Selected passage Start Marker

The contestant could either choose to risk their money on one final swing or stop with what they had; hitting a "Zonk" would cause them to go bankrupt, but hitting a money space added the money total to their total. Maximum payoff was $137,000.

Grand Prix[]

A contestant was shown a board with four racecars - red, yellow, blue, and white. He/She was then shown a board of 16 numbered boxes, and was asked to call out numbers, one at a time. Each time a car was revealed, the car matching the one just chosen moved one space. There were four of each color and finding all four of one color ended up the game and awarded the contestant a cash prize - $1, $5,000, $15,000, or $100,000.

Before the game, the contestant playing decided which car was more likely to finish first and the amounts were assigned to the cars based the contestant's predictions.


The contestant would pull a lever that would launch a ball to the top of the board, through swinging paddles, through a series of pegs, and into one of eight slots at the bottom of the board. Landing in an empty slot was worth $5,000. Each empty slot accumulated an additional $5,000. If a ball landed in a slot that was already occupied, he/she was given a Strike.

After two strikes, the contestant could stop and take their winnings, or opt for another pull. If a ball landed in an empty slot, the contestant would have his/her money doubled, and would be offered another pull. If the contestant earned their third Strike, they would lose half of their winnings. Play would continue until all eight slots were filled, a third Strike was given, or the contestant chose to stop.

The theoretical maximum payoff was $640,000, but this would require that each of the first three balls land in the same slot, followed by each subsequent ball landing in a new slot. The odds of this happening were approximately 1 in 213,044.

Selected passage End Marker

▶ [Work item]:
Set down the stretch of the game show passage from "A contestant was" through "the contestant's predictions.", copying it word for word.

Data excerpts Start Marker

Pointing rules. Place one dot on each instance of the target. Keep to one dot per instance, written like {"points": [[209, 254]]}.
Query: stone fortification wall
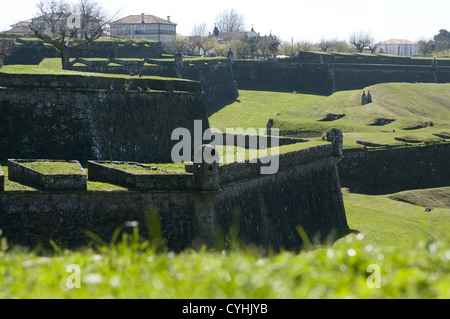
{"points": [[266, 209], [323, 78], [52, 182], [2, 180], [44, 81], [33, 52], [102, 173], [395, 170], [86, 124], [215, 76]]}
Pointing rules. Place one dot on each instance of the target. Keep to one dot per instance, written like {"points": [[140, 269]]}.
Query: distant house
{"points": [[21, 28], [146, 27], [399, 47]]}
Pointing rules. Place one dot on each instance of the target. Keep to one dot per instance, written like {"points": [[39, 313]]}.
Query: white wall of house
{"points": [[399, 49]]}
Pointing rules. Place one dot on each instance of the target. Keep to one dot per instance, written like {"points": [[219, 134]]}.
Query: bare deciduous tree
{"points": [[326, 44], [230, 21], [361, 40], [69, 27]]}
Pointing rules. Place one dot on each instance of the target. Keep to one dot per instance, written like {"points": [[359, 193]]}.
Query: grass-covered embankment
{"points": [[420, 111]]}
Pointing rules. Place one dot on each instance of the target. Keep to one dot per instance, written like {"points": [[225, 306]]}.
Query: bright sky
{"points": [[301, 20]]}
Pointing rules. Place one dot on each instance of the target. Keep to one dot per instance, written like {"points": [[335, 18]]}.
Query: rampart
{"points": [[265, 209], [95, 118], [28, 51], [326, 73], [377, 172]]}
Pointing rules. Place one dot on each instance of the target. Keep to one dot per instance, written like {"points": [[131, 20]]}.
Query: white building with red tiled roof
{"points": [[400, 47], [146, 27]]}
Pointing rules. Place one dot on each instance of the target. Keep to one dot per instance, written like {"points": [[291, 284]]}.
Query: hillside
{"points": [[418, 111]]}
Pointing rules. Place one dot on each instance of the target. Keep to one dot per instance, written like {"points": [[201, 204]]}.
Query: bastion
{"points": [[91, 117], [199, 206]]}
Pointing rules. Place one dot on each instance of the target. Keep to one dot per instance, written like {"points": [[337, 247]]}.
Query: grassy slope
{"points": [[387, 222], [53, 66], [254, 108], [409, 104]]}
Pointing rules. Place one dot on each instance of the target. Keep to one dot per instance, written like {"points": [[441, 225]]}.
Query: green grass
{"points": [[432, 198], [299, 115], [130, 268], [253, 109], [48, 168], [388, 222], [53, 66], [161, 168]]}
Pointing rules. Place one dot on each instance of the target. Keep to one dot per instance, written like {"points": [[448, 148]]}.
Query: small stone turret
{"points": [[206, 172], [336, 137]]}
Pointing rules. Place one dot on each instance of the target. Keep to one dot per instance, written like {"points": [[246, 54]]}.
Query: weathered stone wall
{"points": [[32, 218], [269, 210], [48, 82], [51, 182], [33, 52], [395, 170], [318, 78], [2, 180], [95, 124]]}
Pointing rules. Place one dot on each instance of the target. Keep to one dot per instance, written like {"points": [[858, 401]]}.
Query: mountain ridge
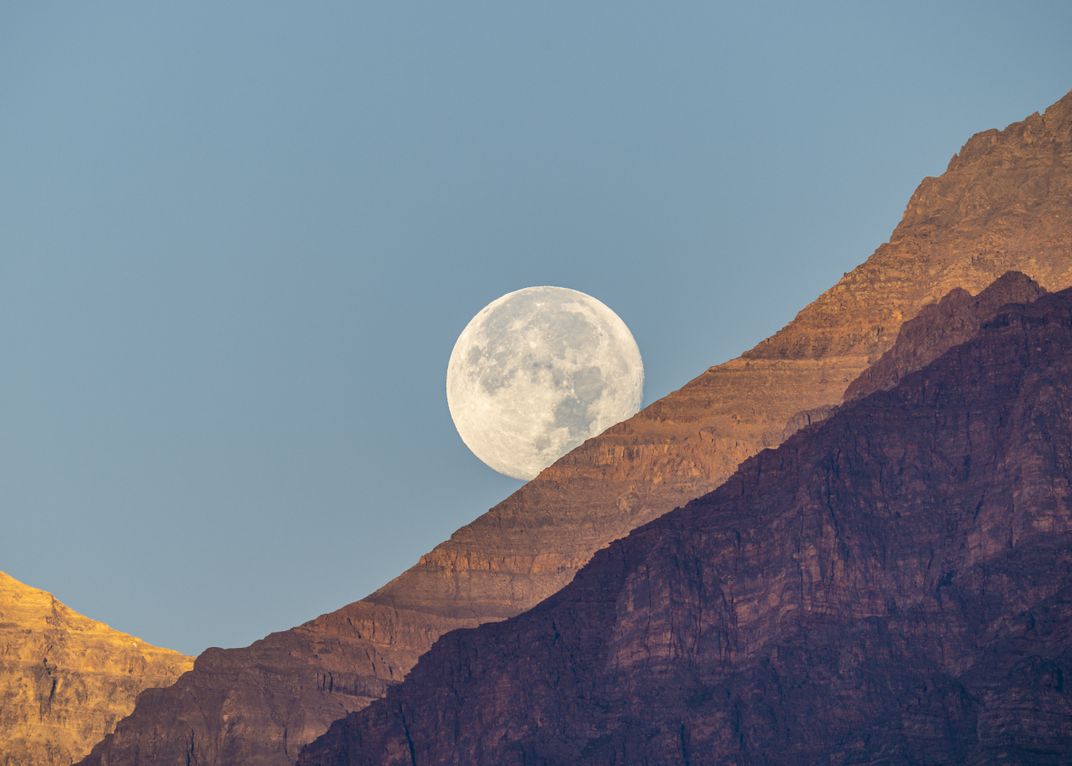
{"points": [[65, 679], [258, 704], [891, 585]]}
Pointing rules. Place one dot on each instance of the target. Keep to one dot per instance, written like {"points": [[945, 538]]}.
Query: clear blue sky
{"points": [[238, 241]]}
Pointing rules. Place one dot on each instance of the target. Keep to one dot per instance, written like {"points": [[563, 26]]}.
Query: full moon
{"points": [[537, 372]]}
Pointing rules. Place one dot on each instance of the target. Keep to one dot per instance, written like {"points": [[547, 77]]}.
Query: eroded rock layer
{"points": [[891, 586], [1003, 204], [65, 679]]}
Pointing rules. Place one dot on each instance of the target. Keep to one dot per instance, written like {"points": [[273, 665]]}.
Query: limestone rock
{"points": [[65, 679], [1005, 204], [891, 586]]}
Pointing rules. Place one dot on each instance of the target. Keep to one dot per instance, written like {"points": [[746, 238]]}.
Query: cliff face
{"points": [[65, 679], [1005, 204], [891, 586]]}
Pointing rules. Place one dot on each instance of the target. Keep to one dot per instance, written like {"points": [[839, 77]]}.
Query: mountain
{"points": [[1003, 204], [891, 586], [65, 679]]}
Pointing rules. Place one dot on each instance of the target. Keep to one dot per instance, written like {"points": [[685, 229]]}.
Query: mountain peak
{"points": [[65, 679], [891, 586]]}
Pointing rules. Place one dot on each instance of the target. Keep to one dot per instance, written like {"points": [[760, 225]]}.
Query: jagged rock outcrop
{"points": [[893, 585], [1005, 204], [65, 679], [939, 327]]}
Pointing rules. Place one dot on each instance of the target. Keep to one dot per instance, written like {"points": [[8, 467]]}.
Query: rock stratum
{"points": [[1003, 204], [893, 585], [65, 679]]}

Data excerpts End Marker

▶ [Response to the task]:
A contestant was shown a board with four racecars - red, yellow, blue, and white. He/She was then shown a board of 16 numbered boxes, and was asked to call out numbers, one at a time. Each time a car was revealed, the car matching the one just chosen moved one space. There were four of each color and finding all four of one color ended up the game and awarded the contestant a cash prize - $1, $5,000, $15,000, or $100,000.

Before the game, the contestant playing decided which car was more likely to finish first and the amounts were assigned to the cars based the contestant's predictions.